* [Text passage]

^^^^^^^^

ELR Citation: 44 ELR 20040
Nos. 126, (U.S., 02/24/2015)

The U.S. Supreme Court adopted a Special Master's determination that Nebraska "knowingly failed" to comply with its obligations under a 2002 settlement agreement that resolved an underlying water allocation dispute between Nebraska and Kansas. The settlement established mechanisms to accurately measure water and promote compliance with the Republican River Compact. In 2007, after the first post-settlement accounting period, Kansas petitioned the Court for monetary and injunctive relief, claiming that Nebraska had substantially exceeded its water allocation. A Special Master determined Nebraska violated the settlement, and the Court agreed. Nebraska failed to put adequate compliance mechanisms in place despite knowing there was a substantial risk that it would violate Kansas' rights. The Court rejected Nebraska's argument that it could not have anticipated unprecedented drought conditions because "its efforts to comply would have been inadequate absent the luckiest of circumstances." In addition, because Nebraska's benefit from its breach exceeded the $3.7 million loss Kansas suffered, the Special Master recommended that Nebraska disgorge part of its additional gain; again, the Court adopted the Special Master's recommendation. Nebraska argued that disgorgement is improper because it did not act "deliberately." But disgorgement is appropriate where, as here, one state has "recklessly gambled" with another state's rights to a scarce natural resource. However, the Court did agree with Nebraska that the settlement agreement's accounting procedures improperly charged the state for using imported water. It therefore ordered that the accounting procedures be amended as recommended by the Special Master. Kagan, J., delivered the opinion of the Court, in which Kennedy, Ginsburg, Breyer, and Sotomayor, JJ., joined, and in which Roberts, C.J., joined as to Parts I and III. Roberts, C.J., and Scalia, J., filed opinions concurring in part and dissenting in part. Thomas J., filed an opinion concurring in part and dissenting in part, in which Scalia and Alito, JJ., joined, and in which Roberts, C.J., joined as to Part III.

^^^^^^^^

* [Supplied entries]
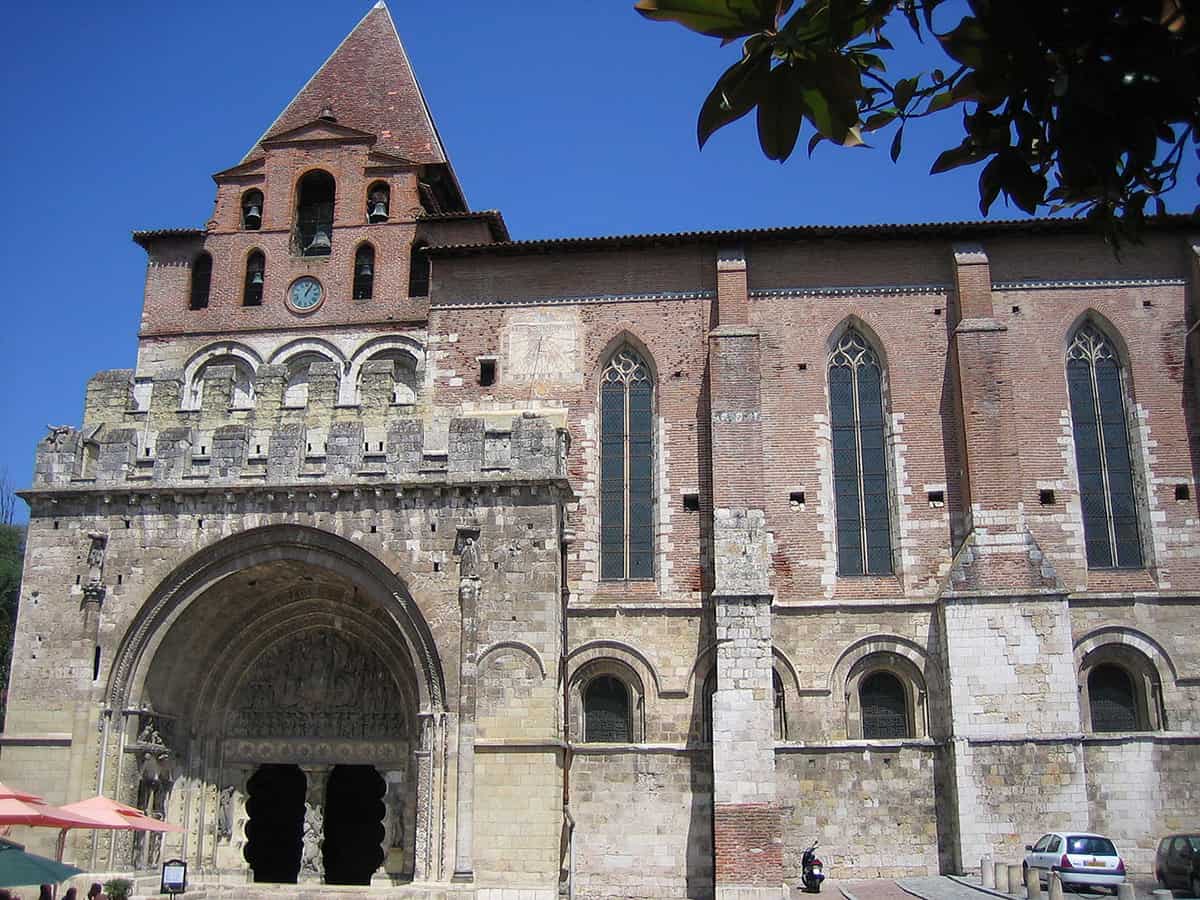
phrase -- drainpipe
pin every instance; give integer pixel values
(570, 852)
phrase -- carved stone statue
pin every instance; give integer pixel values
(95, 588)
(58, 435)
(311, 861)
(468, 564)
(225, 814)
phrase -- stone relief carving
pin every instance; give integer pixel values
(225, 813)
(318, 684)
(311, 859)
(95, 587)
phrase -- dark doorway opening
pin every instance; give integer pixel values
(276, 822)
(354, 813)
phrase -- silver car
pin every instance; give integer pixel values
(1080, 858)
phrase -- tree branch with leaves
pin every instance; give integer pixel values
(1080, 106)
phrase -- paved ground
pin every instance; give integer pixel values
(943, 888)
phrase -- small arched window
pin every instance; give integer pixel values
(627, 468)
(419, 270)
(295, 391)
(364, 273)
(606, 711)
(885, 707)
(315, 214)
(252, 210)
(1096, 385)
(256, 273)
(706, 700)
(1111, 699)
(859, 459)
(378, 202)
(780, 707)
(202, 281)
(403, 376)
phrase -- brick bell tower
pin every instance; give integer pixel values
(324, 220)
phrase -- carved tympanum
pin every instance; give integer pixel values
(318, 684)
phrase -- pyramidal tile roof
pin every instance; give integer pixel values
(369, 84)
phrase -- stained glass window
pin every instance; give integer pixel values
(859, 459)
(606, 711)
(627, 468)
(1111, 700)
(1096, 387)
(885, 711)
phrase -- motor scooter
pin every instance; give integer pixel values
(811, 870)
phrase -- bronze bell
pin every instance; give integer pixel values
(319, 244)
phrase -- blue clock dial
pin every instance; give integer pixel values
(305, 294)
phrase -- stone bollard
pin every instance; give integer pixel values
(1033, 885)
(1015, 876)
(1001, 870)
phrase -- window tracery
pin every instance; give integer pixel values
(859, 459)
(1107, 497)
(627, 468)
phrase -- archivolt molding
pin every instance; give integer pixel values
(1123, 635)
(225, 681)
(208, 567)
(619, 651)
(520, 646)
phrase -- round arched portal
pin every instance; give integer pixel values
(289, 687)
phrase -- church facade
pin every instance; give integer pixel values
(413, 556)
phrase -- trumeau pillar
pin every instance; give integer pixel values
(747, 820)
(1003, 615)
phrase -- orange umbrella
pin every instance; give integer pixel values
(121, 815)
(40, 815)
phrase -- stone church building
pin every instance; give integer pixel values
(413, 556)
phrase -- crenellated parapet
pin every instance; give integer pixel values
(123, 447)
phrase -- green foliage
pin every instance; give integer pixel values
(1084, 105)
(12, 551)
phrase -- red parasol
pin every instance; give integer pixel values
(40, 815)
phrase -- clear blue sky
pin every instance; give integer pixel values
(573, 118)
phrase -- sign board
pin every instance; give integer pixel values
(174, 876)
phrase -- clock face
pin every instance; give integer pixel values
(305, 294)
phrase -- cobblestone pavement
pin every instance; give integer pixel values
(945, 888)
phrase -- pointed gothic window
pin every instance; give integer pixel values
(202, 280)
(859, 459)
(315, 214)
(1096, 385)
(252, 210)
(885, 709)
(419, 271)
(606, 711)
(378, 202)
(364, 273)
(627, 468)
(256, 273)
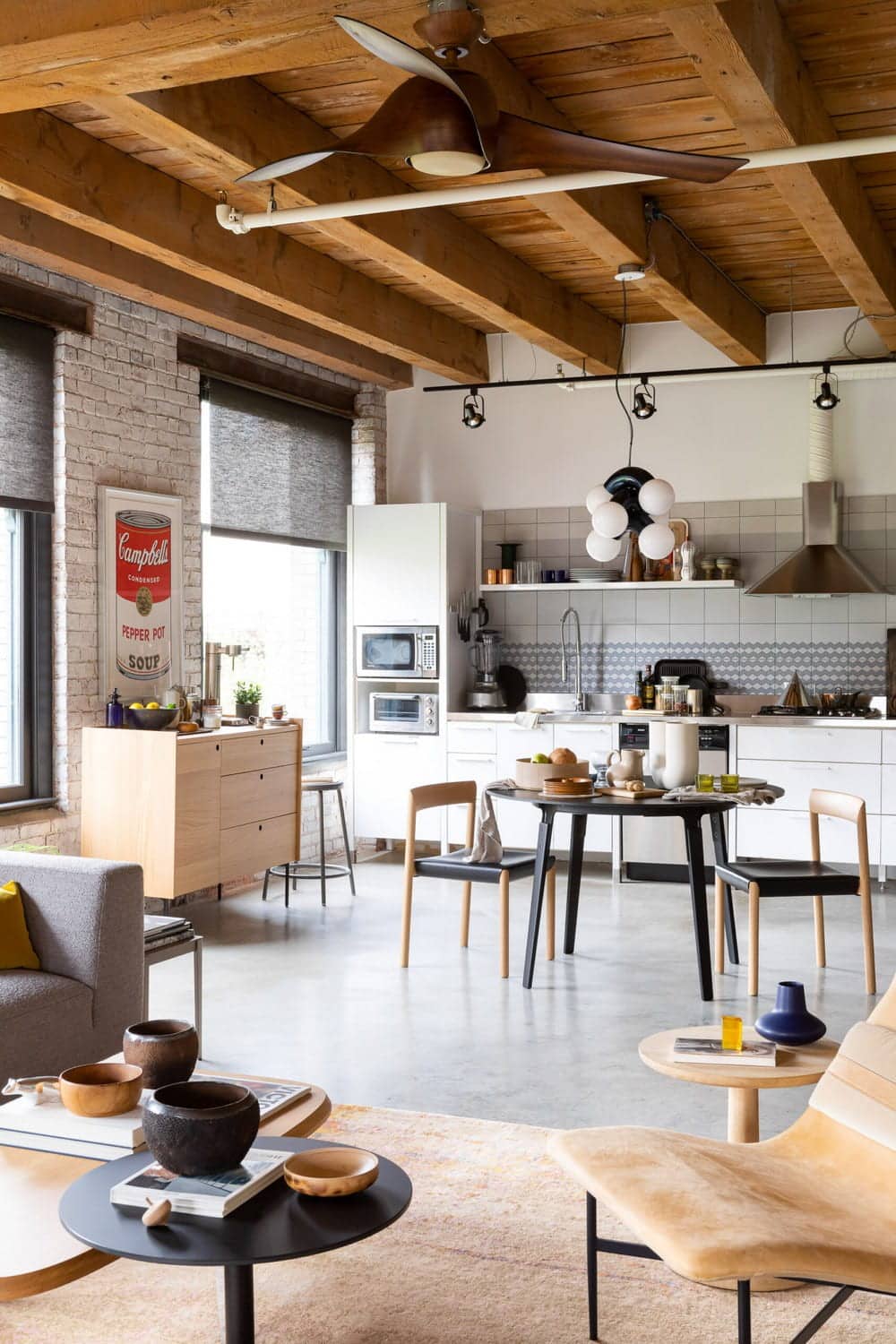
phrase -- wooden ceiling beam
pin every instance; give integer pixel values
(747, 59)
(64, 172)
(611, 225)
(42, 241)
(441, 253)
(56, 53)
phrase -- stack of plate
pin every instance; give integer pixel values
(594, 575)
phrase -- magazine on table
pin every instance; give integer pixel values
(207, 1196)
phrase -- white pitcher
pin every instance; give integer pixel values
(630, 766)
(675, 753)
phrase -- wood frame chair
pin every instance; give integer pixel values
(802, 878)
(516, 863)
(812, 1204)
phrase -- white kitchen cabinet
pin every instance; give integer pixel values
(798, 777)
(386, 766)
(398, 564)
(589, 741)
(780, 833)
(809, 744)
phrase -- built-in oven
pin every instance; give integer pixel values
(653, 849)
(403, 711)
(397, 652)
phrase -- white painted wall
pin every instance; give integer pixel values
(739, 437)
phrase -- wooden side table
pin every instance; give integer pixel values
(798, 1066)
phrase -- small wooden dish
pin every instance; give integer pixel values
(567, 788)
(330, 1172)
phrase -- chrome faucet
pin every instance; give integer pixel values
(564, 674)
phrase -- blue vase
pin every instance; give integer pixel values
(790, 1023)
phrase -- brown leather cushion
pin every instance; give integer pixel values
(519, 863)
(788, 878)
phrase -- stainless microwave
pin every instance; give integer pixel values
(398, 652)
(403, 711)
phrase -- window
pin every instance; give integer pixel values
(282, 604)
(26, 507)
(26, 710)
(277, 481)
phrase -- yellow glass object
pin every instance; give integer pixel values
(732, 1032)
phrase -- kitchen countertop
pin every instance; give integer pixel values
(764, 720)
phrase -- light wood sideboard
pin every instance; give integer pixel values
(195, 809)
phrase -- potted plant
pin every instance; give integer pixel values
(247, 696)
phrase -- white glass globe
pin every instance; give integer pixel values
(610, 519)
(656, 497)
(602, 547)
(656, 540)
(595, 497)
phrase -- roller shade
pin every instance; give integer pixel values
(26, 414)
(277, 467)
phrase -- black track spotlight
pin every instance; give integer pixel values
(826, 395)
(473, 413)
(645, 400)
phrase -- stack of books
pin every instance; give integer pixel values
(206, 1196)
(161, 930)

^^^^^^^^

* [What you are asked to do] According to the case summary, how much did Kansas lose because of Nebraska's breach? The entries come from a different source than the case summary.

* [Result for this task] $3.7 million.